*WHAT THE TASK REQUIRES*
Print verbatim the lines of the entries from the one containing "[pin] sky -- one per line" to the last, inclusive, and no others.

BEGIN TASK DATA

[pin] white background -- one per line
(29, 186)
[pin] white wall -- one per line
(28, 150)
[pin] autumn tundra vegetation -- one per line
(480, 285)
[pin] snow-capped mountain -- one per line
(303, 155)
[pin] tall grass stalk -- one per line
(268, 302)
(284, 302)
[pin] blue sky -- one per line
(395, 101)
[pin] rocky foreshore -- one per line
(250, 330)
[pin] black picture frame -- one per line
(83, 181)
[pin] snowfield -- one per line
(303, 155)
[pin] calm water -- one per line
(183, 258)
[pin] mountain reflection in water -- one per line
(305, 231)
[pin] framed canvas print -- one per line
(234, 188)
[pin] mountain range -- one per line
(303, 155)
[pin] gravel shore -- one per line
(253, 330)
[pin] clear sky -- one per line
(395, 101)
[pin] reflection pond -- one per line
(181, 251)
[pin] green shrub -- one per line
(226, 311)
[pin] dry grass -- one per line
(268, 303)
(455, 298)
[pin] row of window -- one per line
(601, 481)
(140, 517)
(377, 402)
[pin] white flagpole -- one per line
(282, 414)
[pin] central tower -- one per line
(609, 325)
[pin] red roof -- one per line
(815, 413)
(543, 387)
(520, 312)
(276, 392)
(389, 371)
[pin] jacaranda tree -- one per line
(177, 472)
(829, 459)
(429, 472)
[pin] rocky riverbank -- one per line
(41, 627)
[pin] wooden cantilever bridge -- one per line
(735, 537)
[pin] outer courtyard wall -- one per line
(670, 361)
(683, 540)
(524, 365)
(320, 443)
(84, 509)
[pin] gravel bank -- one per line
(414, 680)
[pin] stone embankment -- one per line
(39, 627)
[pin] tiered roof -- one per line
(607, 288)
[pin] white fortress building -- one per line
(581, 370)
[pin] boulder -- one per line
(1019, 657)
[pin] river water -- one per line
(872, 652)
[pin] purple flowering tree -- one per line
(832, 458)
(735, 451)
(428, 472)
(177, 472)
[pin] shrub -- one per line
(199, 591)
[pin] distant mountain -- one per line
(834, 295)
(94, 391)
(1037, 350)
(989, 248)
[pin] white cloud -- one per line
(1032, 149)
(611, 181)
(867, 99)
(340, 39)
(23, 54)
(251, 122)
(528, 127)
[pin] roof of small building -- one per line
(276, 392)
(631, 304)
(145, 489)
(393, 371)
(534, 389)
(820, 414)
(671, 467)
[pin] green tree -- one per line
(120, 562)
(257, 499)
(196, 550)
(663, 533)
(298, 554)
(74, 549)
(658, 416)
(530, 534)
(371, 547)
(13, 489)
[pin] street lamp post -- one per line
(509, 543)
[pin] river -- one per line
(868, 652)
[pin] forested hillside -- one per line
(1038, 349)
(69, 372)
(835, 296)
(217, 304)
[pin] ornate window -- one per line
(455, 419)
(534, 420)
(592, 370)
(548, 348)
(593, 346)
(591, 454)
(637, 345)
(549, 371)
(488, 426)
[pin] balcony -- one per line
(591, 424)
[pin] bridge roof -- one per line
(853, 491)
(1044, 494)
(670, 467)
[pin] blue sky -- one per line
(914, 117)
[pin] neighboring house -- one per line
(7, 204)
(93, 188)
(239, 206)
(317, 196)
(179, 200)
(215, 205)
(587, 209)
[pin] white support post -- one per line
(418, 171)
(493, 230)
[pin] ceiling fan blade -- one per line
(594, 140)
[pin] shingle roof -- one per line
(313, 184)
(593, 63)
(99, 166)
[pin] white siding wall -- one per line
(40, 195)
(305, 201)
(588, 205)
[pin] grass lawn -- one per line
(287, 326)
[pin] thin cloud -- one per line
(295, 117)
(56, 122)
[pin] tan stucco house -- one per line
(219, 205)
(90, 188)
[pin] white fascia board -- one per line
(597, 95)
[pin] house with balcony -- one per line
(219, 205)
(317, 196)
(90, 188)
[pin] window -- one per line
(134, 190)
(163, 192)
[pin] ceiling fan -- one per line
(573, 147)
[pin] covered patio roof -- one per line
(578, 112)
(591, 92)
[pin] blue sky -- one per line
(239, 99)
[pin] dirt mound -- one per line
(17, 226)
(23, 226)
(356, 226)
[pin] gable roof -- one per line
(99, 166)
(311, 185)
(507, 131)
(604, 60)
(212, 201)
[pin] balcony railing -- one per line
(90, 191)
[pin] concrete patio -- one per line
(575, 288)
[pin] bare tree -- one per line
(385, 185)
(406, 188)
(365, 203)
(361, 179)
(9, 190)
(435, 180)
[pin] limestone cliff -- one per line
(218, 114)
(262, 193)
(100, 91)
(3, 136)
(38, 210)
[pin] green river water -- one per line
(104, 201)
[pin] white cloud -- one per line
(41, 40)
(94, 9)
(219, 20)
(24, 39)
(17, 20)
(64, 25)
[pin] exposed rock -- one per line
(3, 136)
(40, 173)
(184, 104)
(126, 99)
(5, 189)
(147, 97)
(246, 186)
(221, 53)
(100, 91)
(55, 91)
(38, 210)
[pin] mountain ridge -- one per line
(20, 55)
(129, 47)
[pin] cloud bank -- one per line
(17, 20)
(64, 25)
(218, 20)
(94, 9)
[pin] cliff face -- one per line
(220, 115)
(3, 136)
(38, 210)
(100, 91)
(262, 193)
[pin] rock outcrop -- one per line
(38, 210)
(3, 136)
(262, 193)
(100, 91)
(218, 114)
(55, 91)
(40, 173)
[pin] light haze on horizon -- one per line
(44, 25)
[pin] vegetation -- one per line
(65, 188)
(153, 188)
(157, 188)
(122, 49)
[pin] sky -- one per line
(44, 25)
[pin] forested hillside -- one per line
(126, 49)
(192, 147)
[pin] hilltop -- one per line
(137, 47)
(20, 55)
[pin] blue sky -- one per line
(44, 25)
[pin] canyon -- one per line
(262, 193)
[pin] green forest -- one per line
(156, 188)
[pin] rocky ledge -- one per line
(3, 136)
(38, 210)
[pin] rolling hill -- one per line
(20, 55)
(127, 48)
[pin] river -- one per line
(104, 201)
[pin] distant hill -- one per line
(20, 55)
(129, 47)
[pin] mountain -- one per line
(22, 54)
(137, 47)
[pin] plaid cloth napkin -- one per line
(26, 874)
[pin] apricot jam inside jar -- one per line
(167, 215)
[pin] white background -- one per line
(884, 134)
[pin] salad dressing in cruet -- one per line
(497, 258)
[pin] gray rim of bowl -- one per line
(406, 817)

END TASK DATA

*EXERCISE OUTPUT*
[pin] sky -- one per line
(44, 25)
[pin] forested hillside -- one per line
(126, 49)
(192, 147)
[pin] hilltop -- one per line
(137, 47)
(20, 55)
[pin] blue sky -- one per line
(44, 25)
[pin] canyon -- one per line
(262, 193)
[pin] green forest -- one per line
(156, 188)
[pin] rocky ledge -- one per line
(3, 136)
(38, 210)
[pin] rolling hill -- one per line
(20, 55)
(127, 48)
[pin] river -- one per line
(104, 201)
[pin] distant hill -- one per line
(20, 55)
(129, 47)
[pin] mountain -- one per line
(22, 54)
(137, 47)
[pin] plaid cloth napkin -- one per line
(26, 874)
[pin] apricot jam inside jar -- one per line
(167, 215)
[pin] white background -- one per line
(884, 134)
[pin] salad dressing in cruet -- one per line
(497, 258)
[pin] gray rim of bowl -- one per line
(406, 817)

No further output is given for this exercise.